__Obiettivo del compito__:
Riprenda il testo sulle scuole di arti e mestieri e ne scriva il seguito a partire dall'ultima frase.

__Testo fornito__:
+++

Lo stesso concetto era stato ripreso alcuni dopo da Giuseppe Burbi, direttore della scuola di arti e mestieri di Alessandria nel 1901, nell’opuscolo La scuola d’arti e mestieri di Alessandria: "[…] l’operaio che esce dalla nostra scuola è destinato a portare nelle botteghe e nelle officine quel corredo di cognizioni teoriche, che del mestierante intelligente posson fare un artiere […]: cognizioni che, comunque, procurandogli sempre una maggiore retribuzione, gli renderanno possibile una vita di qualche agiatezza."
Purtroppo non abbiamo un quadro esauriente ed esaustivo degli sbocchi lavorativi di chi, licenza alla mano, cercò lavoro tra fine Ottocento e inizio Novecento. Le inchieste sull’argomento sono scarne e irregolari; poche sono le scuole che conservarono i contatti con gli ex-alunni e che furono capaci di rispondere alle domande che, di volta in volta, il MAIC poneva loro. Per di più altri fattori, potenzialmente devianti, devono essere tenuti in conto: il basso tasso di scolarizzazione e alfabetizzazione e il conseguente innalzamento del costo-opportunità per ogni anno di scuola in più rendevano estremamente esiguo il numero di chi terminava il percorso scolastico. La maggior parte, dopo uno o due anni, si ritirava per cercare lavoro perché già quegli anni aggiuntivi di scuola permettevano loro di pretendere paghe più alte. Le scuole non li includevano quasi mai nei censimenti, ma quest’assenza non nascondeva comunque la consapevolezza – ben presente in insegnanti e direttori – che anche questi school-leavers abbiano tratto vantaggio dagli anni di studio.

+++

__Elenco dei dati__:
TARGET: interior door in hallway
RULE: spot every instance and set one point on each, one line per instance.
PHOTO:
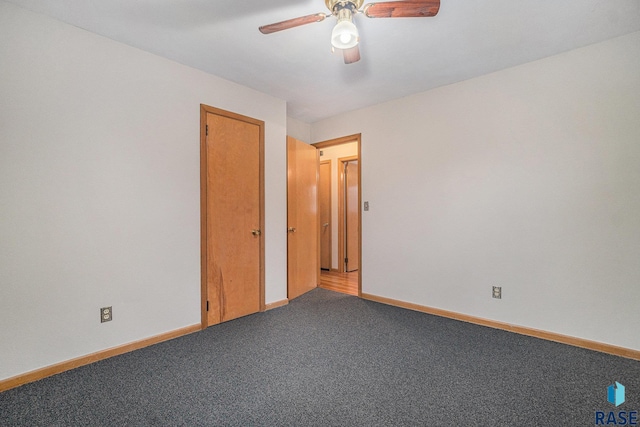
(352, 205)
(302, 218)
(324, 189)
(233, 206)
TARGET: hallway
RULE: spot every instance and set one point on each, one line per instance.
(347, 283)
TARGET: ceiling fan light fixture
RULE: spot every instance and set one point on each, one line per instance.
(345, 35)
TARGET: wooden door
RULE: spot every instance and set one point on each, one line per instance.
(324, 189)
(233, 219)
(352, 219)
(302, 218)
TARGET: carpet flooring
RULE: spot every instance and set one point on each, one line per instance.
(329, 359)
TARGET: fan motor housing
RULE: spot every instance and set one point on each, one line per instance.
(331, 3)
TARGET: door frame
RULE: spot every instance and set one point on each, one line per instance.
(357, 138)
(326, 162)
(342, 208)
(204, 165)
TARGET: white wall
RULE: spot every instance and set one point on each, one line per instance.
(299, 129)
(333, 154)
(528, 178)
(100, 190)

+++

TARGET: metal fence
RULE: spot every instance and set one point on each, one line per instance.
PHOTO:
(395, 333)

+++

__Esito del compito__:
Le poche indagini campione e gli accenni al tema mostrano, tuttavia, un quadro poco rispondente alle aspettative di politici e promotori. Guardiamo intanto alle fonti narrative – opuscoli e relazioni, appunto. Che le industrie, diffidenti verso i licenziati dalle scuole industriali, preferissero a questi i giovani formati attraverso il tradizionale canale dell’apprendistato è già sottolineato nel 1879 dal direttore della scuola di Colle Val d’Elsa (Siena) in una relazione pubblicata sul n.10 degli Annali dell’industria e del commercio, nel 1879: "Le […] industrie fondate sul disegno si affidano a chi meno domanda di mercede; e lungi dall’inculcare, dal richiedere la istruzione, temendone una pretesa a maggior retribuzione, si incoraggiano gli ignoranti contendandosi [sic] di produrre cattive copie anziché di creare nuovi oggetti che possano ricordare i tempi più belli dell’arte italiana."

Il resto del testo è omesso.